> _Instructions for the task_: The result must match the data exactly, line for line.

> _Dataset records_:
——————

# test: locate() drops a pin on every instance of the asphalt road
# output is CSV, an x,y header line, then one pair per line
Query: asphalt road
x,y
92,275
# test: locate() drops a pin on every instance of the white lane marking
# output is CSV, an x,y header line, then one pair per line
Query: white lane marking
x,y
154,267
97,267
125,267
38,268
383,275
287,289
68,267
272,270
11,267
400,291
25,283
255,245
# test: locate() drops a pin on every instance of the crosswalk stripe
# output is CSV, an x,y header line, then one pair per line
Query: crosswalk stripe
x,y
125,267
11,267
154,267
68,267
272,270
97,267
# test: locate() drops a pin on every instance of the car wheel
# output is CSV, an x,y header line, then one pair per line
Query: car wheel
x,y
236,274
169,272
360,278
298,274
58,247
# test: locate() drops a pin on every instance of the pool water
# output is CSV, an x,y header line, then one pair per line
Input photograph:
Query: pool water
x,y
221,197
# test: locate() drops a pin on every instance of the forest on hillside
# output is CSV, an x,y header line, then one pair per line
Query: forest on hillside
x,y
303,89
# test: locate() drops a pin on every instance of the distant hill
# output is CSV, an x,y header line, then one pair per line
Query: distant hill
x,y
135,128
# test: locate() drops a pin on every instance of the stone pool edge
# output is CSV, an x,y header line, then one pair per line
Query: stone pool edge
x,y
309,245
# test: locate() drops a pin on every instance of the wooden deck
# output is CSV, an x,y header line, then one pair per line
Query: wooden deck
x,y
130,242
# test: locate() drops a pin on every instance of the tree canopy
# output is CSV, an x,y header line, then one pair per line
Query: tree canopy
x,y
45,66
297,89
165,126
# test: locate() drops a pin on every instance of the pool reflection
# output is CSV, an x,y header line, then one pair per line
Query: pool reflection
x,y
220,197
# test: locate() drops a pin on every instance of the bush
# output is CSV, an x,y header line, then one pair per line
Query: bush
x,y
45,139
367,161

——————

> _Solution for this problem_:
# test: locate() drops a pin on every instance of the asphalt road
# output is CSV, an x,y header line, then one pair per line
Query: asphalt road
x,y
92,275
# test: locate() drops a pin on every instance of the white lane marking
# output is CSV, an x,y header line, then one pair per line
Query: white lane marking
x,y
154,267
97,267
125,267
38,268
383,275
287,289
68,267
272,270
11,267
400,291
25,283
255,245
# test: locate() drops a pin on every instance of the crosswalk stripe
# output is CSV, an x,y header line, then one pair per line
Query: crosswalk stripe
x,y
125,267
11,267
154,267
68,267
272,270
97,267
# test: locate() drops a pin on every instance of the car wheel
# output is CSV, an x,y header line, then one pair per line
Query: car wheel
x,y
236,274
169,272
360,278
298,274
58,247
# test: locate() drops a pin on every instance of the pool water
# output is CSV, an x,y header line, then one pair per line
Input photograph:
Query: pool water
x,y
221,197
# test: locate() drops a pin on every instance of the forest on hillside
# output is CSV, an x,y header line, then one pair per line
Query: forest on hillside
x,y
303,89
# test: locate() drops a pin on every instance of the distant hill
# output is CSV, an x,y header line, then one pair per line
Query: distant hill
x,y
135,128
# test: locate() drops a pin on every instance of the stone pool edge
# output is CSV, an x,y header line, then one pair per line
Query: stone pool edge
x,y
309,245
# test: locate() drops a pin on every instance of the wooden deck
# output is CSV, an x,y header line, then one pair per line
Query: wooden deck
x,y
130,242
# test: locate() drops a pin on every instance of the tree canopy
# output is CSV, an x,y header line, then one pair per line
Query: tree canopy
x,y
45,66
297,89
165,126
# test: locate() drops a pin on every instance of the pool reflection
# output is CSV, an x,y header line, then one pair per line
Query: pool reflection
x,y
220,197
# test: locate() drops a pin on every instance of the bush
# output is CSV, an x,y header line, then one pair per line
Query: bush
x,y
45,139
367,161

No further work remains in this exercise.